What to work on ▸ Restate the entries below word for word, omitting nothing.

Dataset ▸
** start **
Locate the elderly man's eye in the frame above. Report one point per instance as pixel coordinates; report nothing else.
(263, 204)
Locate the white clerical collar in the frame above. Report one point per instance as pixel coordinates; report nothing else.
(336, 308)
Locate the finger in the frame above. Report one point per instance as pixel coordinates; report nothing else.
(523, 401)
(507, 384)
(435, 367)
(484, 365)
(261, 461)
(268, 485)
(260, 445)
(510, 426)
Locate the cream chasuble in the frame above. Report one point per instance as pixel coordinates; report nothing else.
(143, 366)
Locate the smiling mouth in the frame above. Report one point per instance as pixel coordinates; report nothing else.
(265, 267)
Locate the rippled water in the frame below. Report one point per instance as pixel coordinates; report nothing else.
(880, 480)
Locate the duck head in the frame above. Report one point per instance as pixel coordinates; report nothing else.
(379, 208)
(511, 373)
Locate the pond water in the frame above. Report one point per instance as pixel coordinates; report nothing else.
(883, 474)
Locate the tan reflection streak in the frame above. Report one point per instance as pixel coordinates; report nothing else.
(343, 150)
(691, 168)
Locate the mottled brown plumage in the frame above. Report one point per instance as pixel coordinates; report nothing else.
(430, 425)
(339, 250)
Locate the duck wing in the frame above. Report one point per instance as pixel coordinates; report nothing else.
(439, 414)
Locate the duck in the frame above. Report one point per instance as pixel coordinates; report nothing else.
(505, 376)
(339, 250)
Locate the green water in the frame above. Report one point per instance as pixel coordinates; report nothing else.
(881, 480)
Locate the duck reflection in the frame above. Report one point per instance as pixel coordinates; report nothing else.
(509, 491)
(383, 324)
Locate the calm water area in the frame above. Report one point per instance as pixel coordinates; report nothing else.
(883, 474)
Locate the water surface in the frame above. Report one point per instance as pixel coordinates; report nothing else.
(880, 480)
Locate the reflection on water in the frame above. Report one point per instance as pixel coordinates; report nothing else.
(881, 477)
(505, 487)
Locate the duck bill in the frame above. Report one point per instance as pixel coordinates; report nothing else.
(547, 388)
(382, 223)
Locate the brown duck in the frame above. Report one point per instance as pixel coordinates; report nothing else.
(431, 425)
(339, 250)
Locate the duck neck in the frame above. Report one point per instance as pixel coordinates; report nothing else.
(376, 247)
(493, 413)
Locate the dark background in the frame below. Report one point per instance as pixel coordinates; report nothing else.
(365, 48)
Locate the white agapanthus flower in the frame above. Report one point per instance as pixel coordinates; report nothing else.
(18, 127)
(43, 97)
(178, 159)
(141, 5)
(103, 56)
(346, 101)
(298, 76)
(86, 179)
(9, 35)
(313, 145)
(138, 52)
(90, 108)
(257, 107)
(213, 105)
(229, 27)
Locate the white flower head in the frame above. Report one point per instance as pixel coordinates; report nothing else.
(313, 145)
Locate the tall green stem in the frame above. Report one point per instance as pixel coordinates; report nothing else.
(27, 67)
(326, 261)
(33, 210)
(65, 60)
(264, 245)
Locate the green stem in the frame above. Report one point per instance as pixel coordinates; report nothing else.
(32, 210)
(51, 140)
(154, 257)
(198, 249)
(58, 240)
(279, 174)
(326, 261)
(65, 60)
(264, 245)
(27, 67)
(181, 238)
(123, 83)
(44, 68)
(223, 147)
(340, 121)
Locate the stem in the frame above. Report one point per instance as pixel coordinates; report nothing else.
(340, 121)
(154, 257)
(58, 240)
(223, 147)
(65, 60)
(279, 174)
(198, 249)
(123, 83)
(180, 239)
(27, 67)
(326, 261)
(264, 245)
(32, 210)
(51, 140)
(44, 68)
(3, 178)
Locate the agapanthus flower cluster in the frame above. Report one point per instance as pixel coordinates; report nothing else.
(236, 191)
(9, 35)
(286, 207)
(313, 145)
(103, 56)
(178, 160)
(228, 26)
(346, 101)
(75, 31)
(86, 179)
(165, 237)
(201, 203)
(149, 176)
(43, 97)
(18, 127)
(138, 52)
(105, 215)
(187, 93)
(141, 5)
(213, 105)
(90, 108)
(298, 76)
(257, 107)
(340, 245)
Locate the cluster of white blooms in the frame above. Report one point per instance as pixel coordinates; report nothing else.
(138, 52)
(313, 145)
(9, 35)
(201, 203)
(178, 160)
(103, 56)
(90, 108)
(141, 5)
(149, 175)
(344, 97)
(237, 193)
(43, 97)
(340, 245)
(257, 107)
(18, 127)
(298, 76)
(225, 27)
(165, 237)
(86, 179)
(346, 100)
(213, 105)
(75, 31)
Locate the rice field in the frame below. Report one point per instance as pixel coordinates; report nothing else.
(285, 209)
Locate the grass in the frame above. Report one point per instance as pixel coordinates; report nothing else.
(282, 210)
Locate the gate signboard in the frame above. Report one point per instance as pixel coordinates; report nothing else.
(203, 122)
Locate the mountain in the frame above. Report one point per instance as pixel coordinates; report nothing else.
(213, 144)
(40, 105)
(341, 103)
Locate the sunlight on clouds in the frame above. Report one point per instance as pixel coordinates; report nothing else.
** end **
Response ▸
Locate the elderly man's eye in the frame above. Report one point per instance as pixel coordinates; report nothing else.
(263, 204)
Locate the white clerical collar in the frame above. Report one point per instance as pixel coordinates; report nothing else.
(336, 308)
Locate the finger in the frame above. Report one point per instance as pixel coordinates; report nothing else.
(523, 401)
(507, 384)
(435, 367)
(484, 365)
(261, 461)
(268, 485)
(260, 445)
(510, 426)
Locate the cream chasuble in the frame above. Report one point per instance as pixel coordinates; report nothing else.
(143, 366)
Locate the smiling mouth in the frame above. Report one point per instance as pixel coordinates; report nothing else.
(265, 267)
Locate the rippled water in the frame below. Report one point per instance as pixel coordinates; report nothing else.
(880, 480)
Locate the duck head in the frame above. Report one point per instance as pixel coordinates; report nothing else.
(379, 208)
(511, 373)
Locate the pond water in the frame above. Report one point per instance as pixel coordinates; report nothing else.
(883, 474)
Locate the tan reflection streak in the frame above. Report one point per instance as pixel coordinates; report nothing else.
(343, 150)
(691, 168)
Locate the mottled brown plumage in the frame above. Report one point per instance as pixel coordinates; report nothing else.
(430, 425)
(339, 250)
Locate the duck wing in the frame above. Report one point per instance as pixel coordinates; report nothing else.
(439, 414)
Locate the duck in the frame above. Report one point per instance as pixel coordinates; report nothing else.
(505, 376)
(339, 250)
Locate the green water in the frame above. Report one point per instance as pixel coordinates; report nothing else.
(881, 480)
Locate the duck reflection in the frame above. Report one point per instance as pixel coordinates; report nothing else.
(509, 491)
(383, 324)
Locate the calm water area in the frame above. Report one point per instance as pixel coordinates; report nothing else.
(883, 474)
Locate the water surface in the frame above. Report one point per instance as pixel coordinates; report nothing else.
(880, 480)
Locate the reflection on water in the frame above. Report one point per instance as pixel coordinates; report nothing else.
(881, 477)
(505, 487)
Locate the duck bill in the frame above. Report one point per instance as pixel coordinates; report nothing else.
(547, 388)
(382, 223)
Locate the brown duck in the frame above. Report one point per instance as pixel coordinates; report nothing else.
(431, 425)
(339, 250)
Locate the duck neck in the frame above. Report one point per instance as pixel coordinates; report nothing else.
(376, 247)
(493, 413)
Locate the dark background in the frame below. Report one point per instance as pixel coordinates; report nothing else.
(365, 48)
Locate the white agapanthus flower in the frame above. Report one point per instance as pixel coordinates; report nothing else.
(18, 127)
(43, 97)
(178, 159)
(141, 5)
(103, 56)
(346, 101)
(298, 76)
(86, 179)
(9, 35)
(313, 145)
(138, 52)
(90, 108)
(257, 107)
(213, 105)
(229, 27)
Locate the white flower head in the frame above. Report one point per instance as pixel coordinates; report nothing else.
(313, 145)
Locate the tall green stem in the frame above. Report one point per instance as pixel coordinates; report nothing else.
(27, 67)
(326, 261)
(33, 210)
(65, 60)
(264, 245)
Locate the green stem in the frame above. Report one point per instance as pixel coordinates; report nothing else.
(32, 210)
(51, 140)
(154, 257)
(198, 249)
(58, 240)
(279, 174)
(326, 261)
(65, 60)
(264, 245)
(27, 67)
(181, 238)
(123, 83)
(44, 68)
(223, 147)
(340, 121)
Locate the stem in the frame above. Report one point per instance as pixel coordinates; report nothing else.
(340, 121)
(154, 257)
(58, 240)
(223, 147)
(65, 60)
(279, 174)
(198, 249)
(123, 83)
(180, 239)
(27, 67)
(326, 261)
(264, 245)
(32, 210)
(51, 140)
(44, 68)
(3, 178)
Locate the agapanthus flower cluster in the frame above. Report one point per instance as pixel coordinates; report nothing else.
(236, 191)
(9, 35)
(286, 207)
(313, 145)
(103, 56)
(178, 160)
(228, 26)
(346, 101)
(75, 31)
(86, 179)
(165, 237)
(201, 203)
(149, 176)
(43, 97)
(18, 127)
(138, 52)
(105, 215)
(187, 93)
(141, 5)
(213, 105)
(90, 108)
(298, 76)
(257, 107)
(340, 245)
Locate the cluster of white blooms in the frame above. Report one point per instance as pixel coordinates; report nothing else.
(138, 52)
(313, 145)
(9, 35)
(201, 203)
(178, 160)
(103, 56)
(90, 108)
(141, 5)
(149, 175)
(344, 97)
(237, 193)
(43, 97)
(340, 245)
(257, 107)
(18, 127)
(298, 76)
(225, 27)
(165, 237)
(86, 179)
(346, 100)
(213, 105)
(75, 31)
Locate the rice field in the frame below. Report one point per instance as pixel coordinates; report nothing else.
(285, 209)
Locate the grass in the frame above. Report one point per instance as pixel coordinates; report nothing else.
(282, 210)
Locate the gate signboard in the frame above. Report one point per instance as pixel coordinates; report nothing else.
(203, 122)
Locate the mountain in the frame above. Report one point per instance as pixel coordinates; report nothing else.
(213, 144)
(40, 105)
(341, 103)
Locate the sunlight on clouds in the frame above. Report one point per instance as pixel coordinates; report nothing else.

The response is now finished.